__Exercise__. Copy the records below verbatim, everything from the first line down to the line containing "[(271, 120)]", with both of those lines included.

__Material for this task__.
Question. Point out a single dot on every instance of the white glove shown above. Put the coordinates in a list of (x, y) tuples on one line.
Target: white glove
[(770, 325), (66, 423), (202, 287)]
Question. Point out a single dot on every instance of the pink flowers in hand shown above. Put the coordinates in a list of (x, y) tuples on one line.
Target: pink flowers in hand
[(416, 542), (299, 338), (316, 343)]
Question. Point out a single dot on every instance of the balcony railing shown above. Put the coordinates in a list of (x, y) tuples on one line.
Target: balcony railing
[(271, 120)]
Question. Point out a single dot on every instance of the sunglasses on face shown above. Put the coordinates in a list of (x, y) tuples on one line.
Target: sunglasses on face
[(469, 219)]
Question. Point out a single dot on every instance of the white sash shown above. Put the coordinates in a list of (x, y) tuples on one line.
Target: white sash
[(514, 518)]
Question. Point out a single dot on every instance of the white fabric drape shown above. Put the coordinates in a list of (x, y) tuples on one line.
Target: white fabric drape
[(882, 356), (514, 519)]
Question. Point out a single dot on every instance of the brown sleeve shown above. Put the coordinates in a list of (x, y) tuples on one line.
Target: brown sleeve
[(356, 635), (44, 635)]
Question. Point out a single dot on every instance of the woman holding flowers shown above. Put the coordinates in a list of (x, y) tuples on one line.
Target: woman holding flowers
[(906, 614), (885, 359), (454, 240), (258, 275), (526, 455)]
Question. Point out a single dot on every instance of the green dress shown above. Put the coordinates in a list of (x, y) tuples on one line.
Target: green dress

__Answer to the problem__.
Question. Point out a single dot on every instance of the white glove shown above. Put the coordinates in a list of (x, y) tuples on one line.
Target: white glove
[(770, 325), (66, 423), (202, 287)]
Question. Point out a single dot on every instance of the pink flowers in hand shown above. Put the coordinates in a list of (x, y) tuples on one line.
Target: pink flowers in hand
[(416, 542), (299, 338), (316, 343)]
Question. Point out a single dot on every instance of the balcony railing shown above. Put the coordinates in a list of (x, y) tuples on one line.
Target: balcony railing
[(271, 120)]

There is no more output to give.